◆ GIVEN TEXT
Start of Block

AI Weekly #3 — chips, agents, and a liability wake-up call
OpenAI ships a custom inference chip and security tooling, DeepMind adds computer use to Gemini, and the AI liability question gets real.
This week the hardware layer got serious: OpenAI and Broadcom announced a custom LLM inference chip, while ASML’s next-gen chipmaking machine got a deep look. On the software side, DeepMind shipped computer-use capabilities in Gemini 3.5 Flash and OpenAI launched a security-focused tooling suite under the Daybreak brand. Underneath all of it, the question of who’s legally responsible when AI gets things wrong moved from background noise to front page.
OpenAI and Broadcom unveil Jalapeño, a custom LLM inference chip
OpenAI and Broadcom have jointly developed a chip called Jalapeño purpose-built for LLM inference workloads. The announcement signals OpenAI’s intent to own more of its own silicon stack rather than relying entirely on third-party GPUs. Few architectural details were disclosed, but the focus is on performance per watt and scale across OpenAI’s inference fleet.
Why it matters: Custom inference silicon tends to change cost curves in ways that eventually ripple into API pricing and throughput limits—worth tracking if your workloads are inference-heavy or cost-sensitive. (OpenAI News)
DeepMind ships computer use in Gemini 3.5 Flash
Google DeepMind has added computer-use capabilities to Gemini 3.5 Flash, letting the model observe and interact with desktop and web interfaces. This puts Gemini in direct competition with Anthropic’s computer-use offering on Claude. Flash’s latency and cost profile makes this more immediately practical for agent pipelines than heavier models.

End of Block

◆ DATA SHOWN
Start of Block

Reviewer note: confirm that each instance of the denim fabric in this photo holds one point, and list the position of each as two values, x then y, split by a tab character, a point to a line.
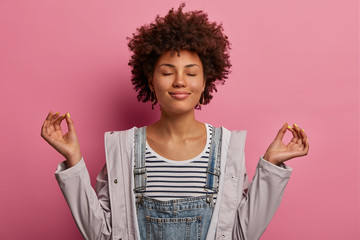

End of Block

◆ ACTIVITIES
1) In the AI Weekly newsletter, what is the name of the custom inference chip that OpenAI and Broadcom developed?
2) Reproduce word for word the part of the AI Weekly newsletter that runs from "OpenAI and Broadcom unveil" up to and including "cost-sensitive. (OpenAI News)".
3) Name each company that the AI Weekly newsletter mentions.

◆ TASK-BY-TASK RESULTS
1) Jalapeño

2)
OpenAI and Broadcom unveil Jalapeño, a custom LLM inference chip
OpenAI and Broadcom have jointly developed a chip called Jalapeño purpose-built for LLM inference workloads. The announcement signals OpenAI’s intent to own more of its own silicon stack rather than relying entirely on third-party GPUs. Few architectural details were disclosed, but the focus is on performance per watt and scale across OpenAI’s inference fleet.
Why it matters: Custom inference silicon tends to change cost curves in ways that eventually ripple into API pricing and throughput limits—worth tracking if your workloads are inference-heavy or cost-sensitive. (OpenAI News)

3) OpenAI, Broadcom, ASML, Google DeepMind, Anthropic